DESCRIPTION OF THE TASK – Write out every line of all the entries below as a JSON list of strings, one string per line, with blank lines omitted.

RECORD SET –
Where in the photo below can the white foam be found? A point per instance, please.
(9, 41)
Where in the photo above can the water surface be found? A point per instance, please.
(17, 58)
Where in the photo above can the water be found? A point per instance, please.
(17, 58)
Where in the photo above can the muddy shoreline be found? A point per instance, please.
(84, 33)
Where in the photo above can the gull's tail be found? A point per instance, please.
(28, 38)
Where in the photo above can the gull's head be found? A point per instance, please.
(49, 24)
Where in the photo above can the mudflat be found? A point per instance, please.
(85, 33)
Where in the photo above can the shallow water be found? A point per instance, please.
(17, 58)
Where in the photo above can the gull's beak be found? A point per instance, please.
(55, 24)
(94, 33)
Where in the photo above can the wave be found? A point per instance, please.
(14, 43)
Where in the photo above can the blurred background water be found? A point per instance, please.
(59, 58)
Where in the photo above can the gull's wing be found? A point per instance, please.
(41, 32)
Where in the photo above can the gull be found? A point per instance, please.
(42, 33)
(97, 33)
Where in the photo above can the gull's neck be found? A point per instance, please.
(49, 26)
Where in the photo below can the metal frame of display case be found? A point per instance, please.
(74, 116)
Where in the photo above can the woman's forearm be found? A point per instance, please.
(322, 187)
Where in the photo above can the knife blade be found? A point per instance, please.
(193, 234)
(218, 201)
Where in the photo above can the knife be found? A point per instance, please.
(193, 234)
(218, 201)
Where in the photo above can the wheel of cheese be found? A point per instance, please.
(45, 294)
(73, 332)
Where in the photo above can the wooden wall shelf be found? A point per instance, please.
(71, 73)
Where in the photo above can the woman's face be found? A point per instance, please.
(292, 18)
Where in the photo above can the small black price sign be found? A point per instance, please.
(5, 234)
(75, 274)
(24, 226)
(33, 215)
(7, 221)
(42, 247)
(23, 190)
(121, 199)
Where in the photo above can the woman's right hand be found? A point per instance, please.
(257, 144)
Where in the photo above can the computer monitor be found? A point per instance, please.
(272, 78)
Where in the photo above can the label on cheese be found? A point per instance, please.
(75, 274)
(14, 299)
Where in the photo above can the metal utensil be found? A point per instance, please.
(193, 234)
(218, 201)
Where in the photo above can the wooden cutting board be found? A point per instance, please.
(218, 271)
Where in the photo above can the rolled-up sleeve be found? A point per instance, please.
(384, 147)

FINISHED TASK –
[
  "Where in the photo below can the white foam be found? A point per instance, please.",
  "(9, 41)",
  "Where in the photo above can the water surface be found? A point per instance, please.",
  "(17, 58)",
  "Where in the photo above can the water be found? A point per instance, please.",
  "(17, 58)",
  "Where in the photo above can the muddy shoreline be found? A point per instance, please.",
  "(84, 33)",
  "Where in the photo above can the gull's tail be found? A point per instance, please.",
  "(28, 38)",
  "Where in the photo above can the gull's head be found? A point per instance, please.",
  "(49, 24)",
  "Where in the photo above can the mudflat be found? A point per instance, please.",
  "(85, 33)",
  "Where in the photo above can the shallow water be found? A point per instance, please.",
  "(17, 58)",
  "Where in the photo above can the gull's beak be found? A point per instance, please.",
  "(55, 24)",
  "(94, 33)",
  "Where in the photo above can the wave be found? A point per instance, please.",
  "(14, 43)",
  "Where in the photo above can the blurred background water be found? A point per instance, please.",
  "(59, 58)",
  "Where in the photo above can the gull's wing be found? A point per instance, please.",
  "(41, 32)",
  "Where in the photo above can the gull be found? A point per instance, please.",
  "(42, 33)",
  "(97, 33)",
  "Where in the photo above can the gull's neck be found? A point per instance, please.",
  "(49, 26)",
  "Where in the photo below can the metal frame of display case be found? A point per instance, please.",
  "(74, 116)",
  "Where in the photo above can the woman's forearm be found? A point per instance, please.",
  "(322, 187)",
  "Where in the photo above can the knife blade be found? A point per instance, please.",
  "(193, 234)",
  "(218, 201)",
  "Where in the photo above can the knife be found? A point per instance, please.",
  "(193, 234)",
  "(218, 201)",
  "Where in the photo above can the wheel of cheese be found? A point per instance, please.",
  "(45, 294)",
  "(73, 332)",
  "Where in the photo above can the wooden wall shelf be found? A point per instance, please.",
  "(71, 73)",
  "Where in the photo above can the woman's face be found? A point per instance, please.",
  "(292, 18)",
  "Where in the photo above can the small black price sign be found? A point per instance, please.",
  "(5, 234)",
  "(75, 274)",
  "(24, 226)",
  "(33, 215)",
  "(7, 221)",
  "(42, 247)",
  "(23, 190)",
  "(121, 199)",
  "Where in the photo above can the woman's right hand be found? A point per instance, please.",
  "(257, 144)",
  "Where in the photo above can the computer monitor be found? A point per instance, please.",
  "(272, 78)",
  "Where in the photo above can the label on cheese be found? A point per instance, please.",
  "(75, 274)",
  "(14, 299)",
  "Where in the photo above can the metal utensil be found? A point per instance, please.",
  "(193, 234)",
  "(218, 201)",
  "Where in the photo above can the wooden cutting board be found? A point per instance, please.",
  "(218, 271)",
  "Where in the photo above can the rolled-up sleeve be found? A point per instance, please.",
  "(384, 147)"
]